Problem to work on » Please reproduce the stretch of material from the line containing "Exercise. Mark the purple bud" through the line containing "Target: soft focus foliage", including both of those lines. Keep every line identical to the original, and copy nothing outside that stretch.

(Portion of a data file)
------

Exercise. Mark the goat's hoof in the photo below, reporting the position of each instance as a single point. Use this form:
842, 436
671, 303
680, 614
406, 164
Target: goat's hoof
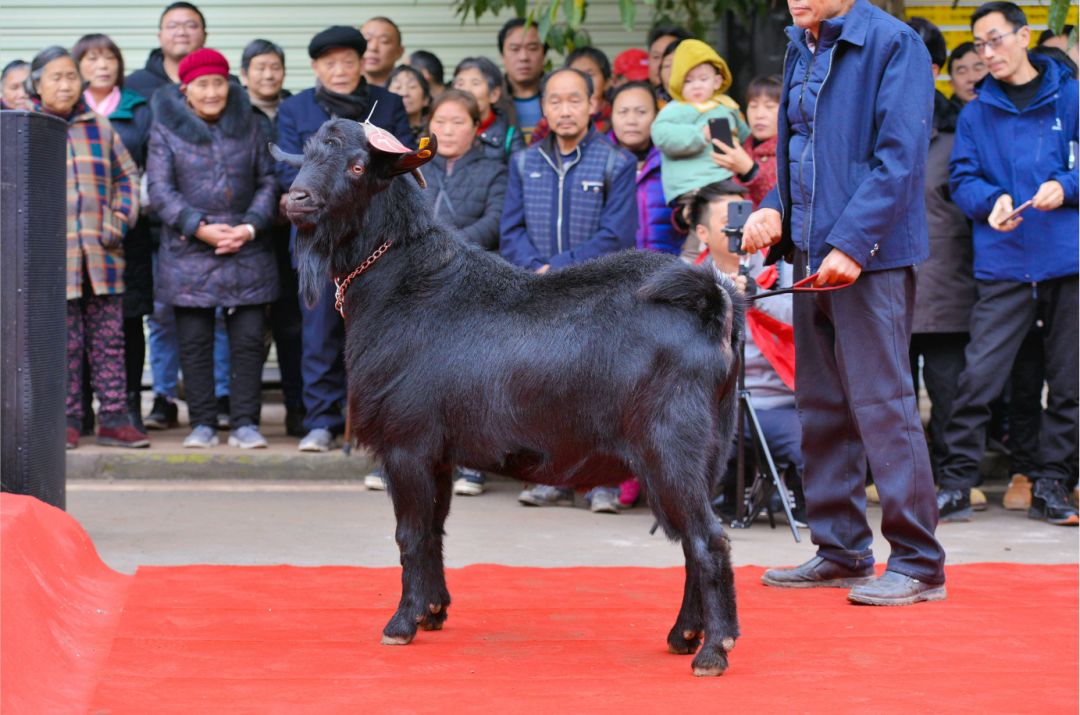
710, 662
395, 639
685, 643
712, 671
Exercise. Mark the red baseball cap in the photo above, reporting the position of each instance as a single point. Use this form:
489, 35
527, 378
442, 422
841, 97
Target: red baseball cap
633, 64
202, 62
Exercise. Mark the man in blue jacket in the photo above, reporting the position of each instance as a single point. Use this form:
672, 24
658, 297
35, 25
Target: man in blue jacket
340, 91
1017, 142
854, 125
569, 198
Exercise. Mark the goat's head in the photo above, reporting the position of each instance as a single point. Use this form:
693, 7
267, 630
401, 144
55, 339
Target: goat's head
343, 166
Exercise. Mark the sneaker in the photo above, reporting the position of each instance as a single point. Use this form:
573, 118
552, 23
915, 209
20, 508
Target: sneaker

------

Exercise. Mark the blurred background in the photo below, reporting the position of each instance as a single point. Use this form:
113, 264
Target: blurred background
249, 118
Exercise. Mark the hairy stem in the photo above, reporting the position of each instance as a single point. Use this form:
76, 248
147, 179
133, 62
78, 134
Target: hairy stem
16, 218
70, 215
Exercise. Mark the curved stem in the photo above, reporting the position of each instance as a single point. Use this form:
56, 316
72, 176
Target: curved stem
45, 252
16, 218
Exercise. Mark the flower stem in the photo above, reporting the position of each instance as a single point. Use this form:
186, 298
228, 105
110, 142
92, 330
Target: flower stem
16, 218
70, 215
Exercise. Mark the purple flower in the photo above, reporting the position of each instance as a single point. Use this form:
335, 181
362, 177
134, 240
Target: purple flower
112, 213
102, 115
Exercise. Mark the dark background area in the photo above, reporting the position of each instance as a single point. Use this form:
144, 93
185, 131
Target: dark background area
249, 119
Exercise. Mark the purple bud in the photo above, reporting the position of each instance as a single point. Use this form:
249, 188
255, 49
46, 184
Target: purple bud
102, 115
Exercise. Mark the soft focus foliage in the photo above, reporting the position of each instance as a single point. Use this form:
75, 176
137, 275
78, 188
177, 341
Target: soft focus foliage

------

Solution for this exercise »
Exercise. Mark the purple bud in the photo above, reporting the position of each instance as a single point. Use this form:
249, 188
255, 49
46, 184
Target: purple bud
102, 115
Exercise. Mark the soft focus foliage in the photo above, reporting the position of each instance as a single point. Use this form:
75, 176
137, 275
78, 188
177, 341
Target: soft focus foliage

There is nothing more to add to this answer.